Switch "rusty" to "corroded" wherever it appears in the records below, leaving every other part of the lines unchanged. Reproduce all the records this way, but leave the pictures out.

** Begin DATASET RECORDS **

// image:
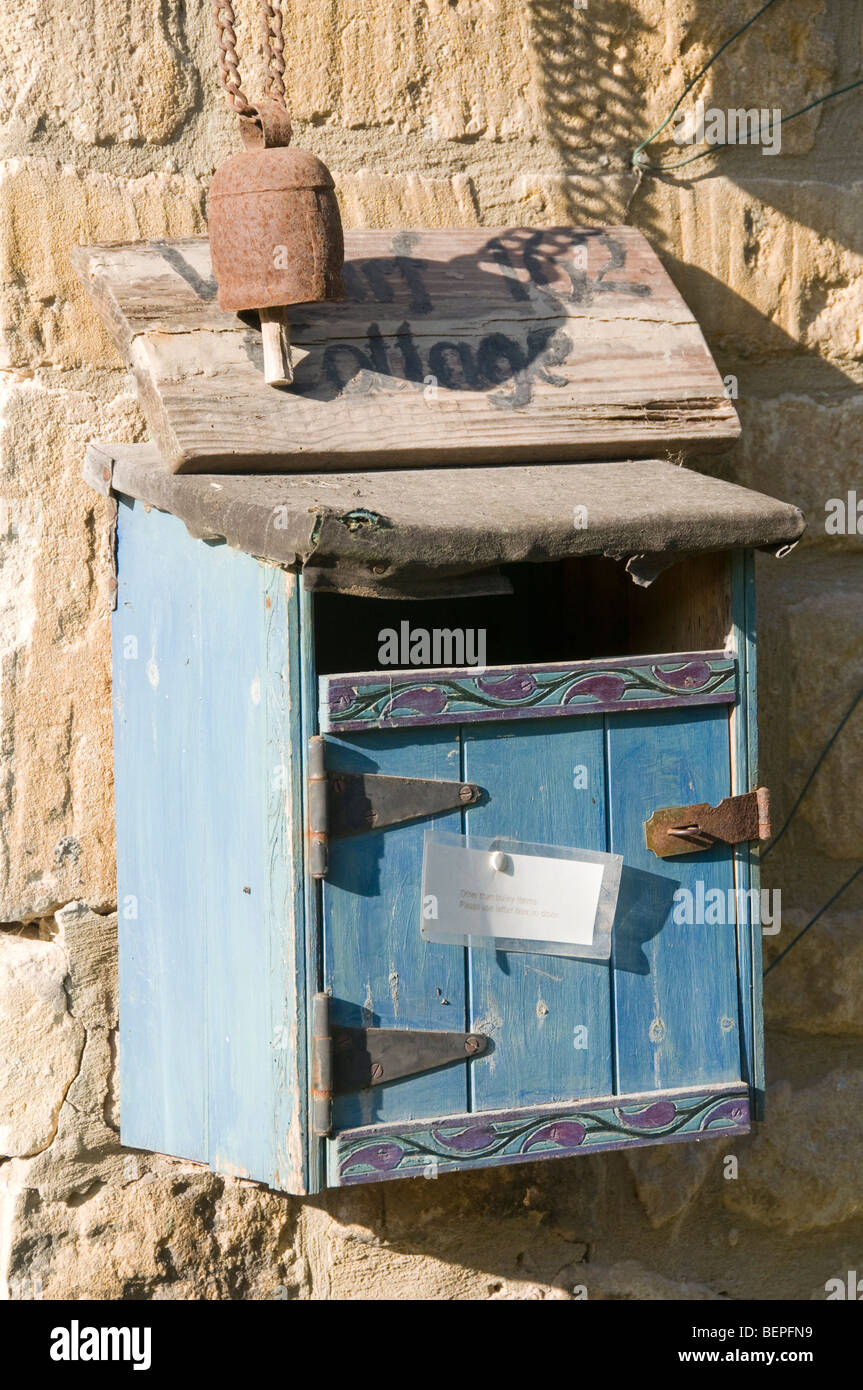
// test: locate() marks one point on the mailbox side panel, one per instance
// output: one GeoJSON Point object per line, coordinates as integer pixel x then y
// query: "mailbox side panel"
{"type": "Point", "coordinates": [210, 1039]}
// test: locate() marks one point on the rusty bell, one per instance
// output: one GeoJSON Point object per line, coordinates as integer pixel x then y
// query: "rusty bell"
{"type": "Point", "coordinates": [275, 231]}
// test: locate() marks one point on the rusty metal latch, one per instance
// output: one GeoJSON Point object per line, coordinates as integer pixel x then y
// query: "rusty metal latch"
{"type": "Point", "coordinates": [352, 804]}
{"type": "Point", "coordinates": [685, 830]}
{"type": "Point", "coordinates": [352, 1059]}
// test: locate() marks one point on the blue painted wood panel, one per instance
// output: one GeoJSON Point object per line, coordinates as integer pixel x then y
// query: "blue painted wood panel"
{"type": "Point", "coordinates": [159, 795]}
{"type": "Point", "coordinates": [676, 986]}
{"type": "Point", "coordinates": [207, 772]}
{"type": "Point", "coordinates": [745, 777]}
{"type": "Point", "coordinates": [532, 1004]}
{"type": "Point", "coordinates": [375, 962]}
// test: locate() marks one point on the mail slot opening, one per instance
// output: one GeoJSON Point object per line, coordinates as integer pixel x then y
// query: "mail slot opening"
{"type": "Point", "coordinates": [574, 609]}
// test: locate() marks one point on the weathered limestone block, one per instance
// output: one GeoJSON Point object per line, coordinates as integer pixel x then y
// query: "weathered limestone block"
{"type": "Point", "coordinates": [802, 1168]}
{"type": "Point", "coordinates": [85, 1218]}
{"type": "Point", "coordinates": [767, 264]}
{"type": "Point", "coordinates": [45, 210]}
{"type": "Point", "coordinates": [173, 1232]}
{"type": "Point", "coordinates": [803, 448]}
{"type": "Point", "coordinates": [97, 70]}
{"type": "Point", "coordinates": [40, 1043]}
{"type": "Point", "coordinates": [578, 78]}
{"type": "Point", "coordinates": [669, 1178]}
{"type": "Point", "coordinates": [810, 666]}
{"type": "Point", "coordinates": [373, 199]}
{"type": "Point", "coordinates": [819, 986]}
{"type": "Point", "coordinates": [56, 808]}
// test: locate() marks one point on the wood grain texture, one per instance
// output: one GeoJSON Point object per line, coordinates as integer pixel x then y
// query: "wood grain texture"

** End DATASET RECORDS **

→ **IN RESPONSE**
// image:
// test: locate() marks one point on the mailbox side panel, one per instance
// output: one GeoJSON Point object per line, coordinates as integer pixel x then y
// query: "mailbox side panel"
{"type": "Point", "coordinates": [210, 1039]}
// test: locate() marks one point on the corroded bell, one per instance
// output: one GeoJSON Point object per line, coordinates as integer pixel x then y
// query: "corroded bell"
{"type": "Point", "coordinates": [275, 231]}
// test: locate() marks one point on the corroded metal latch, one per instance
// output: one GeoJSON Point object per line, coordinates as integer pixel x then y
// query: "corroded metal latch"
{"type": "Point", "coordinates": [352, 804]}
{"type": "Point", "coordinates": [685, 830]}
{"type": "Point", "coordinates": [352, 1059]}
// test: locate() marks one point on the blue painted wood panel, one per instance
// output: one GeoJSON Point object per line, coordinates as integer pixel x then y
// query: "blue painted wood panel"
{"type": "Point", "coordinates": [159, 795]}
{"type": "Point", "coordinates": [676, 986]}
{"type": "Point", "coordinates": [207, 772]}
{"type": "Point", "coordinates": [745, 777]}
{"type": "Point", "coordinates": [532, 1004]}
{"type": "Point", "coordinates": [375, 962]}
// test: locate() marks one point on the mail slot opening, one per instance
// output: one GeoJSON Point object per line, coordinates as integer pixel x then y
// query: "mail slot opening"
{"type": "Point", "coordinates": [574, 609]}
// test: locate() marks one point on the weathered limestone block, one per instance
// output: one GeoJSON Point object per line, coordinates as integer pixel x then y
// query: "weathered limestone block"
{"type": "Point", "coordinates": [802, 1168]}
{"type": "Point", "coordinates": [85, 1218]}
{"type": "Point", "coordinates": [767, 264]}
{"type": "Point", "coordinates": [45, 210]}
{"type": "Point", "coordinates": [173, 1232]}
{"type": "Point", "coordinates": [803, 448]}
{"type": "Point", "coordinates": [97, 70]}
{"type": "Point", "coordinates": [40, 1043]}
{"type": "Point", "coordinates": [578, 78]}
{"type": "Point", "coordinates": [669, 1178]}
{"type": "Point", "coordinates": [810, 666]}
{"type": "Point", "coordinates": [373, 199]}
{"type": "Point", "coordinates": [819, 986]}
{"type": "Point", "coordinates": [56, 808]}
// test: locate() marks one point on the wood grain texture, one per instance
// output: one GeoJSON Point object per line, coordinates as integer pixel x then y
// query: "wood grain texture"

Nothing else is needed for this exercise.